唯一無二の輝きを放つ42歳のアスリート。これまでのパラリンピック競技大会では異次元の存在感を見せてきた。

トップアスリートがポテンシャルを十分に発揮できるように栄養を切り口にしたコンディショングサポートを20年以上に渡り続けてきた味の素のビクトリープロジェクト®のサポートを受け、さらなる挑戦に向かうパラ陸上界の第一人者である鉄人に今とこれからを聞いた。

 陸上競技用のトラックでカーボン製のブレードを装着し、軽やかで滑らかに動く。そのダイナミックな走りは片足がないことを全く感じさせない――。
「足を切断してからは、グッと好きになりましたね、自分のことを。足がなくなったからこそ速く走れる、なくなったからこそ遠くへ跳べるようになりました」と大腿義足の鉄人とも呼ばれる山本篤は話した。
 日本パラアスリート界のパイオニアである山本は、小学校では野球チームに入り、中学、高校ではバレー部に所属。しかし高校2年生の春休み、バイク事故により左足切断。「一番ショックだったのは鏡に映った自分を客観的に見た時でした。ああやっぱりないんだなと思いました」。入院していた病室で1日中泣いた。それでも落ち込んだのはその1日だけ。次の日からは前を向きリハビリを始める。
「これもできない、あれもできないという負のスパイラルに陥ってしまって、僕は義足で何が出来るのだろうって思いました」

 そして高校卒業後に競技用義足と出会い、19歳の夏に大きな転機が訪れる。
「競技用義足を使わせてもらう機会があり、履いた瞬間にめちゃくちゃ跳ねる感じがして、フワフワして、いつもにはない感覚で、その時に、これを続けたいと思いました」

 山本は、本格的に競技に打ち込むため、2004年に大阪体育大学体育学部に進学。持ち前の器用さやチャレンジスピリッツで競技用義足のバネを自分のものとし、自身の競技スタイルを作り上げ技術を磨くと瞬く間に頭角を現していった。

* * *

- 取り組む課題:
a: 山本篤についての記事のうち、「トップアスリートがポテンシャ」から「これを続けたいと思いました」」まで（両端を含む）の部分を、そのまま再現してもらえますか？
b: 記録の中で「Could you point out the ceiling」を含む行から記録の最後の行までを、両端も含めて一字一句変えずに書き出してもらえますか？
この記事と記録の間には何の関連もありません。

- ポインティングデータの抜粋:
* * *

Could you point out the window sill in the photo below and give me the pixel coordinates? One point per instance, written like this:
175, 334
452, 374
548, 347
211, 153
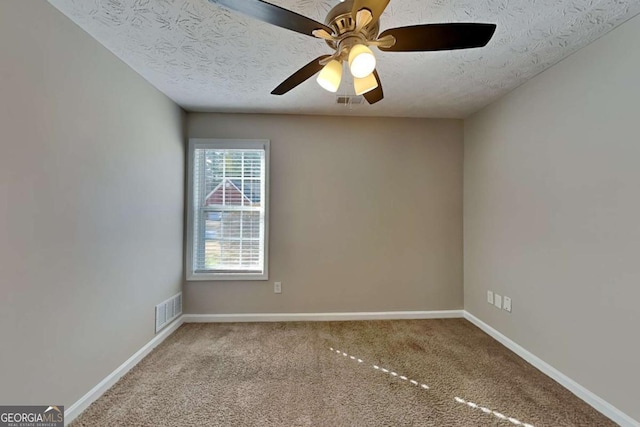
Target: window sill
217, 277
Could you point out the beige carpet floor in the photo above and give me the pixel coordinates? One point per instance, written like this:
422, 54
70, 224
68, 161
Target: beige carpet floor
413, 373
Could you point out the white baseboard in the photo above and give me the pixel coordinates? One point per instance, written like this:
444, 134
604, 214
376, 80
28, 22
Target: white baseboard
591, 398
83, 403
321, 317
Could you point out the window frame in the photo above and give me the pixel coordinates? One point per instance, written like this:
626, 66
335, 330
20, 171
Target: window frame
209, 143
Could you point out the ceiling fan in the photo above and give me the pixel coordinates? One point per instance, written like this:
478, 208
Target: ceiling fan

* * *

- 解答:
a:
トップアスリートがポテンシャルを十分に発揮できるように栄養を切り口にしたコンディショングサポートを20年以上に渡り続けてきた味の素のビクトリープロジェクト®のサポートを受け、さらなる挑戦に向かうパラ陸上界の第一人者である鉄人に今とこれからを聞いた。

 陸上競技用のトラックでカーボン製のブレードを装着し、軽やかで滑らかに動く。そのダイナミックな走りは片足がないことを全く感じさせない――。
「足を切断してからは、グッと好きになりましたね、自分のことを。足がなくなったからこそ速く走れる、なくなったからこそ遠くへ跳べるようになりました」と大腿義足の鉄人とも呼ばれる山本篤は話した。
 日本パラアスリート界のパイオニアである山本は、小学校では野球チームに入り、中学、高校ではバレー部に所属。しかし高校2年生の春休み、バイク事故により左足切断。「一番ショックだったのは鏡に映った自分を客観的に見た時でした。ああやっぱりないんだなと思いました」。入院していた病室で1日中泣いた。それでも落ち込んだのはその1日だけ。次の日からは前を向きリハビリを始める。
「これもできない、あれもできないという負のスパイラルに陥ってしまって、僕は義足で何が出来るのだろうって思いました」

 そして高校卒業後に競技用義足と出会い、19歳の夏に大きな転機が訪れる。
「競技用義足を使わせてもらう機会があり、履いた瞬間にめちゃくちゃ跳ねる感じがして、フワフワして、いつもにはない感覚で、その時に、これを続けたいと思いました」

b:
Could you point out the ceiling fan in the photo above and give me the pixel coordinates? One point per instance, written like this:
478, 208
Target: ceiling fan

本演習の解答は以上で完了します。